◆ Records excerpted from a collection
=== Section Start ===

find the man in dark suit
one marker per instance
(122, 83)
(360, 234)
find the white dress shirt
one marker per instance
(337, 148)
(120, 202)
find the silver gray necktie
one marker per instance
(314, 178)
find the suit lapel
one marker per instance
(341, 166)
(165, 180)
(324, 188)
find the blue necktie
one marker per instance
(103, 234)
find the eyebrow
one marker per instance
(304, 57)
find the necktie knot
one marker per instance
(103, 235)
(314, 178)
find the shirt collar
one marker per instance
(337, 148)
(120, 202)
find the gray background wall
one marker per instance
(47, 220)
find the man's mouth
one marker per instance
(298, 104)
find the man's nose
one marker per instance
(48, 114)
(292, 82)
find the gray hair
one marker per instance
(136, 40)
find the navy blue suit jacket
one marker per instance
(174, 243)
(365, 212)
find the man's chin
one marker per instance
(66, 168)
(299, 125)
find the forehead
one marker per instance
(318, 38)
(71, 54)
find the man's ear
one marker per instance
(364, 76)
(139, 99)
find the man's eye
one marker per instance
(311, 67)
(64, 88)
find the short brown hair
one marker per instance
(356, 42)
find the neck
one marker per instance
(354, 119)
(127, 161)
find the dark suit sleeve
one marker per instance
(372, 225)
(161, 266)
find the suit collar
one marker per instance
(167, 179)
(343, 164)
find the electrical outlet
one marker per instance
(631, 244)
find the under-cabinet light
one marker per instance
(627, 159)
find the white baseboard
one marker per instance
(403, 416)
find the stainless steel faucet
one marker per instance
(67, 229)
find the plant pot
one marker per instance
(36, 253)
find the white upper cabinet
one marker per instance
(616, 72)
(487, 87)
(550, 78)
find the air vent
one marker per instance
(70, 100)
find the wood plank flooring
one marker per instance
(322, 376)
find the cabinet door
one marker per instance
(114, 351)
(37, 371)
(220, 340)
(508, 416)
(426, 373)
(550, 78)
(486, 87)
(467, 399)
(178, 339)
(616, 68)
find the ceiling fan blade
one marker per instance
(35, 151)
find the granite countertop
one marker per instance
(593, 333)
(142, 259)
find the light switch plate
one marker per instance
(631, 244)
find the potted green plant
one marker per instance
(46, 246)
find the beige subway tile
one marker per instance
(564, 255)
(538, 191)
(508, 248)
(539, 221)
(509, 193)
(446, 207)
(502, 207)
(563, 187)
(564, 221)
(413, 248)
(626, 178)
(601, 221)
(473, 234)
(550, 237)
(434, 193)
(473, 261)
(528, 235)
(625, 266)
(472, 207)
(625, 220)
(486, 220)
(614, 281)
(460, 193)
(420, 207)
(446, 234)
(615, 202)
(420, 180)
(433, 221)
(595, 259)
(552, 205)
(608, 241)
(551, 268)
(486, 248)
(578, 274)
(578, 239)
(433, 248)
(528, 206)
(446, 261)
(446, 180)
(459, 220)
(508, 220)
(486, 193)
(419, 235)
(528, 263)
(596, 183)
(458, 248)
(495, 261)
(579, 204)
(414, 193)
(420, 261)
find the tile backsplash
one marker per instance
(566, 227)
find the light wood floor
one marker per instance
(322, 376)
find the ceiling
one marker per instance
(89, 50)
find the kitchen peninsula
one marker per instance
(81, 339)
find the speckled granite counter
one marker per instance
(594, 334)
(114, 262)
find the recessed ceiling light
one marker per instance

=== Section End ===

◆ PROBLEM TO SOLVE
Find each line of the data above that holds the word "ceiling", then copy it.

◆ PROBLEM SOLUTION
find the ceiling fan blade
find the ceiling
find the recessed ceiling light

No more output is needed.